__Text provided__
[Start of Attachment]

Creating Life Is Unforeseen
The Professor has some really cool experiment going on. Probably involving biology, computers, or something like that. The result is indeed cool. In fact, it's so cool that it has the unforeseen side-effect of being an actual person. Whoops!
This new person or species is benevolent, and quite obviously worthy of human rights. Obvious to the audience, that is. The creators might fail to understand this, thus causing all kinds of trouble. However, in some cases, rejection from the creators may lead the created character to resentment or worse.
If this trope leads to Deity of Human Origin, expect it to come with a dose of God Is Flawed. Contrast Playing God and Creating Life Is Awesome, where creating sentient life was the goal.
Supertrope of Instant AI, Just Add Water and It Came From the Fridge: If the unforeseen intelligence is technological or culinary in nature, see that trope instead. Examples of ambiguous nature goes on both pages.
Anime and Manga
- The accidental creation of "Saati" in A.I. Love You.

[End of Attachment]

__Provided records__
[Start of Attachment]

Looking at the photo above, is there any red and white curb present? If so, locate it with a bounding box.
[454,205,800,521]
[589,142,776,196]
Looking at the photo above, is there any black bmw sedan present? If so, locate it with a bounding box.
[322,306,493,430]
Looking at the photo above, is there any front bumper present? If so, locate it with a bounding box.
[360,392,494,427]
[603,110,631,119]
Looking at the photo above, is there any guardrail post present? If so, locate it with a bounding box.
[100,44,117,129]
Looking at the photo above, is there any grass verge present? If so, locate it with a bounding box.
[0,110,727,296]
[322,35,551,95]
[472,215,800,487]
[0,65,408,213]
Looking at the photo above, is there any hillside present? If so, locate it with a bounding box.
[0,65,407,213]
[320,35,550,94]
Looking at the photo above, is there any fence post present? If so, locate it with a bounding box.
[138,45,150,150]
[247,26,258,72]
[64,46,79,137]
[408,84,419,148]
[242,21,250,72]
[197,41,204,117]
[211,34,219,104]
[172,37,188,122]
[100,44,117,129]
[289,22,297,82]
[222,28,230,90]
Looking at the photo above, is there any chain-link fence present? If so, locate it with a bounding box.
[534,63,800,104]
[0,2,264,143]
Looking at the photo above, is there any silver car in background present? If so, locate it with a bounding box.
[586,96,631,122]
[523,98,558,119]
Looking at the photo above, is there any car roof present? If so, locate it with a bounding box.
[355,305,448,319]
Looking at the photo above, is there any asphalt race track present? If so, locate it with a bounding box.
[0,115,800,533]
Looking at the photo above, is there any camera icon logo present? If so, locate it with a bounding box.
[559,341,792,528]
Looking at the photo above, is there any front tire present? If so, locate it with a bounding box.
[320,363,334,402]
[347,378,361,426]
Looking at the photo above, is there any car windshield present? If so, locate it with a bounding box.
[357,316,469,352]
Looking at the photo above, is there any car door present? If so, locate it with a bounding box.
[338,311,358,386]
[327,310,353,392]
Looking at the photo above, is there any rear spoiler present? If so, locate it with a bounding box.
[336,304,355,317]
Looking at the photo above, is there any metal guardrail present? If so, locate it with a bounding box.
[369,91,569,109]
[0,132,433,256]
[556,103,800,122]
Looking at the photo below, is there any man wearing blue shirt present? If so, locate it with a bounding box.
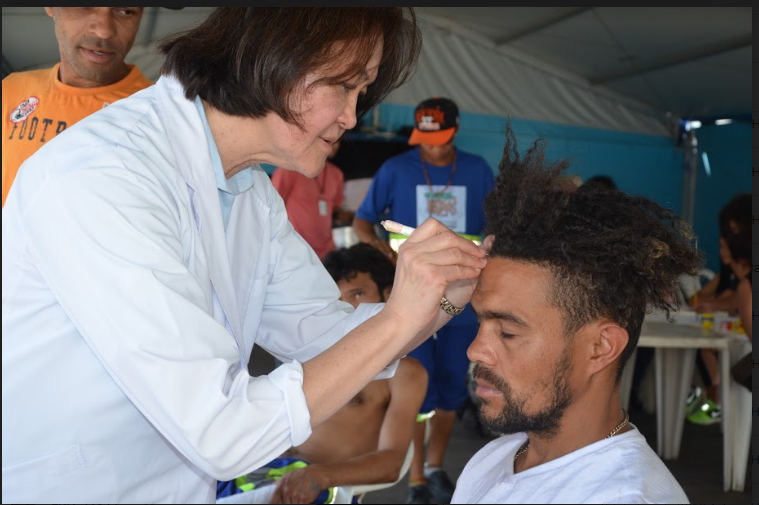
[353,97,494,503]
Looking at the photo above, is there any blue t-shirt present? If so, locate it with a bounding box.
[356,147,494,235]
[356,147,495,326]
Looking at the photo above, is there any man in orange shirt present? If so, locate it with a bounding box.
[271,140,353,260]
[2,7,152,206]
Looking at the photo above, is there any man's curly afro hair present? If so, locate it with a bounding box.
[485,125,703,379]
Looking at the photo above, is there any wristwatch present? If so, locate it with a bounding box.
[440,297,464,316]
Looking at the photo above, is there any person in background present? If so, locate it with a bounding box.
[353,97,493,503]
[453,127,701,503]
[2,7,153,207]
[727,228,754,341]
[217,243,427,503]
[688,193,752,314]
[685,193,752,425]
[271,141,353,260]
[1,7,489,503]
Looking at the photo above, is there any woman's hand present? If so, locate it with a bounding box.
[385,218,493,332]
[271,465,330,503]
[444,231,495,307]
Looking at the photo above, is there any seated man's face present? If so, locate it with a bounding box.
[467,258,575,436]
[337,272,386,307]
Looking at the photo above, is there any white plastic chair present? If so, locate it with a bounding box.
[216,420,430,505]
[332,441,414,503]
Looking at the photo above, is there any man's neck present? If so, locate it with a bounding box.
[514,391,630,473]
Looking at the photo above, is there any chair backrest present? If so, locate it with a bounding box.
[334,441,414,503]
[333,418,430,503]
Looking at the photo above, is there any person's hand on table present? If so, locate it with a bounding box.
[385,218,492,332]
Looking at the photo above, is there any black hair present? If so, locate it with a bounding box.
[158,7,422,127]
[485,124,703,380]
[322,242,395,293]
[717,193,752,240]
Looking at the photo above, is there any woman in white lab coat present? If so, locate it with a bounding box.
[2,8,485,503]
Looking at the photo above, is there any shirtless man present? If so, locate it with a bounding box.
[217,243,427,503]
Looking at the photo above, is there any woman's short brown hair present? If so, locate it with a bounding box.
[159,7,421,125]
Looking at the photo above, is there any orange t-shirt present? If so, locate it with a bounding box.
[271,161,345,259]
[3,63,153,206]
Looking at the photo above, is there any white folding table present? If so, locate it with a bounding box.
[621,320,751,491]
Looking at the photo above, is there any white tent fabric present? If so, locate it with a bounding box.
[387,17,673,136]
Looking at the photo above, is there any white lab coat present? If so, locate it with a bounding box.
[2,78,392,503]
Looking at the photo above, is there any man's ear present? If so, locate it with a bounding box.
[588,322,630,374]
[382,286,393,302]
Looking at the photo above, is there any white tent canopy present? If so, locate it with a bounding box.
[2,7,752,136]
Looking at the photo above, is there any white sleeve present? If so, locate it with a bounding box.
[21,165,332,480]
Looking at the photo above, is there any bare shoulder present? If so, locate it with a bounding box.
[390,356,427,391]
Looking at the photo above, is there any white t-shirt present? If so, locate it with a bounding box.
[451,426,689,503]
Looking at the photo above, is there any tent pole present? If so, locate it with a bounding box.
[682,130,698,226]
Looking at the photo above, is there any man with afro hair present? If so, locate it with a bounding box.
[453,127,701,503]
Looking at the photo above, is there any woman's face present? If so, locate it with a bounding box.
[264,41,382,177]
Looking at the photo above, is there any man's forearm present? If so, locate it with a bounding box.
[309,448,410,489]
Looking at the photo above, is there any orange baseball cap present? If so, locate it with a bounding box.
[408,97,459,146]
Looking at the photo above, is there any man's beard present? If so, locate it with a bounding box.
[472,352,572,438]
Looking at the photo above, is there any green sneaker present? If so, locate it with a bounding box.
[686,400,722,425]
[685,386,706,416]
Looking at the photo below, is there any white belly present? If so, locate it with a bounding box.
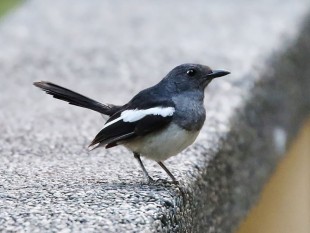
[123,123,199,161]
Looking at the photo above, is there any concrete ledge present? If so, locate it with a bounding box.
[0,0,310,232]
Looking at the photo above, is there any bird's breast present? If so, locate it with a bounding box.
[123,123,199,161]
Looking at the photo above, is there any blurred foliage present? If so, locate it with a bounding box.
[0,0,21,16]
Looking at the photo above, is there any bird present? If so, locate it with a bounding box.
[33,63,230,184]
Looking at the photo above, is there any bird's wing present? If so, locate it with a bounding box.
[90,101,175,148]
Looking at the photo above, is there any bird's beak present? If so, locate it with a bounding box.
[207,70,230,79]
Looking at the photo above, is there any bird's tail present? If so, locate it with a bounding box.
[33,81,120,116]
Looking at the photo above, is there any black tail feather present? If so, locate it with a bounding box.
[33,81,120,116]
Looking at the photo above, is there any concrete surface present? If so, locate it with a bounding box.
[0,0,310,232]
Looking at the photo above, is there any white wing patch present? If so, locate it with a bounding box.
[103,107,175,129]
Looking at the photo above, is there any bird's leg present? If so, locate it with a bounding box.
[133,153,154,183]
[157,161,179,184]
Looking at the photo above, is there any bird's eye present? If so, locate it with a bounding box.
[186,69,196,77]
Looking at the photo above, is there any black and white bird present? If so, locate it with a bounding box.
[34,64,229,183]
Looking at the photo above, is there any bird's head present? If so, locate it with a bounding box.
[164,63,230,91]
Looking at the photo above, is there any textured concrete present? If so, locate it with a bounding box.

[End of Attachment]

__Your objective__
From the trope description about creating life by accident, reproduce the passage that begins at "Creating Life Is Unforeseen" and stops after "was the goal.".

__Answer__
Creating Life Is Unforeseen
The Professor has some really cool experiment going on. Probably involving biology, computers, or something like that. The result is indeed cool. In fact, it's so cool that it has the unforeseen side-effect of being an actual person. Whoops!
This new person or species is benevolent, and quite obviously worthy of human rights. Obvious to the audience, that is. The creators might fail to understand this, thus causing all kinds of trouble. However, in some cases, rejection from the creators may lead the created character to resentment or worse.
If this trope leads to Deity of Human Origin, expect it to come with a dose of God Is Flawed. Contrast Playing God and Creating Life Is Awesome, where creating sentient life was the goal.